» Instructions for the task
Print the records again, character for character.

» Input records
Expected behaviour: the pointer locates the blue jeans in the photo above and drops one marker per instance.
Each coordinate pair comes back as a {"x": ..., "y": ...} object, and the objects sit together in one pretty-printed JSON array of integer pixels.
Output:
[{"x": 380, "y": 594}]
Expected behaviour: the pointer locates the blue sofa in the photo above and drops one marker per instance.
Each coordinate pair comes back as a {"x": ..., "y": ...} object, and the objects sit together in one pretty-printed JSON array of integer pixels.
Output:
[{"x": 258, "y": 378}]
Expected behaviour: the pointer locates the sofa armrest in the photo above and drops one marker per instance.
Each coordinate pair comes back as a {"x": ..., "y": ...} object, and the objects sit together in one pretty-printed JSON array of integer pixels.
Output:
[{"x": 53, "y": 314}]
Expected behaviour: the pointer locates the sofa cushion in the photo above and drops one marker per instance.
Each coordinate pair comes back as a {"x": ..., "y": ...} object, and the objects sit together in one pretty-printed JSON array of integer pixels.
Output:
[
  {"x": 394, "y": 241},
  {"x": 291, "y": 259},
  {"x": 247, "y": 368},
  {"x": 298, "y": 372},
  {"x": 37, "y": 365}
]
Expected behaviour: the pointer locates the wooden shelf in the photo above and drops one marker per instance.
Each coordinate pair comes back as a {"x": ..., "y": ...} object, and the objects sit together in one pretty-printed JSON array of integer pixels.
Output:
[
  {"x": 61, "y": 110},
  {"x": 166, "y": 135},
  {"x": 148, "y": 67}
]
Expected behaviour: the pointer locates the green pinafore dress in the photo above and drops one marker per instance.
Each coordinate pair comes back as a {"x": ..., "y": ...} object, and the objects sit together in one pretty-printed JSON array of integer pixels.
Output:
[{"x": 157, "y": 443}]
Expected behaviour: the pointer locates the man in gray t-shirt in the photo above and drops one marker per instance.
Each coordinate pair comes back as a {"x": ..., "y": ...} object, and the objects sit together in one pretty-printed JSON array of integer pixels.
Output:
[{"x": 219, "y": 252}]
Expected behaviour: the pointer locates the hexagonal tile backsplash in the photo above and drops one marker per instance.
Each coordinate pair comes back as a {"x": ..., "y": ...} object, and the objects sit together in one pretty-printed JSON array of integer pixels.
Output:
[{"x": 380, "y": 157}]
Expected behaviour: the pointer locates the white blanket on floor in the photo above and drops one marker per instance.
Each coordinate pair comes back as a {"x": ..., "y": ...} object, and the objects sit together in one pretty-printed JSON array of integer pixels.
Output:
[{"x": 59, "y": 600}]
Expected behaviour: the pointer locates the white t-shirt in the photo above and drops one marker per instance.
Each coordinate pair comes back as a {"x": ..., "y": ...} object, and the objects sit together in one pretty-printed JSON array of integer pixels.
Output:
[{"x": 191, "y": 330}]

» Solution to this task
Expected behaviour: the pointer locates the blue jeans in the photo above and drops one marker per instance.
Each coordinate pair comes back as a {"x": ..., "y": ...} object, and the objects sit together in one pretty-printed JSON array of integer pixels.
Output:
[{"x": 380, "y": 594}]
Expected behaviour: the pointer locates the blue sofa in the photo above and drops one marker per instance.
Each coordinate pair comes back as a {"x": ..., "y": ...} object, and the objects sit together in one pretty-printed JSON array of integer pixels.
Output:
[{"x": 258, "y": 378}]
Expected behaviour: the pointer locates the sofa armrest in the photo above and drops one marker per instance.
Each coordinate pair comes back as a {"x": ..., "y": ...} object, and the objects sit together in one pretty-printed JSON array of integer pixels.
Output:
[{"x": 53, "y": 314}]
Expected behaviour: the pointer locates the sofa cushion in the photo above and drops one marker per instance.
Each coordinate pair comes back as a {"x": ..., "y": ...} object, and the objects sit together in one pretty-printed JSON array of integer pixels.
Output:
[
  {"x": 394, "y": 241},
  {"x": 291, "y": 259},
  {"x": 247, "y": 368},
  {"x": 298, "y": 372},
  {"x": 37, "y": 365}
]
Expected behaviour: the pointer locates the wooden shelf in the photo above and drops one marker per instance.
Each coordinate pair comes back as a {"x": ..., "y": ...} object, and the objects sit together in one pretty-printed JSON array of integer pixels.
Output:
[
  {"x": 61, "y": 110},
  {"x": 166, "y": 135},
  {"x": 148, "y": 67}
]
Expected behaviour: the pointer locates the green pinafore dress in the photo above and drops one marker per instance.
Each coordinate pair comes back as a {"x": ..., "y": ...} object, and the objects sit together in one pretty-printed JSON array of integer pixels.
Output:
[{"x": 157, "y": 443}]
Expected behaviour: the pointer locates the man in gray t-shirt in the photo above and drops one marker per instance.
Each coordinate pair comes back as a {"x": ..., "y": ...} object, and the objects sit together in one pretty-printed JSON array of integer pixels.
Output:
[{"x": 219, "y": 252}]
Expected behaviour: the pointer locates the hexagonal tile backsplash in the photo above and drops one marker per instance.
Each coordinate pair comes back as a {"x": ..., "y": ...} object, and the objects sit together in one pretty-printed JSON array of integer pixels.
Output:
[{"x": 380, "y": 157}]
Expected behaviour: the pointer locates the white blanket on floor in the photo above and drops one marker per instance.
Each coordinate pair comes back as a {"x": ..., "y": ...} object, and the objects sit together in one pretty-printed JSON array of integer pixels.
Output:
[{"x": 59, "y": 600}]
Expected behaviour: the pointer locates the white t-shirt in the photo above and drops one marker per instance.
Each coordinate pair comes back as a {"x": ..., "y": ...} object, and the objects sit together in one pretty-printed JSON array of integer pixels.
Output:
[{"x": 191, "y": 330}]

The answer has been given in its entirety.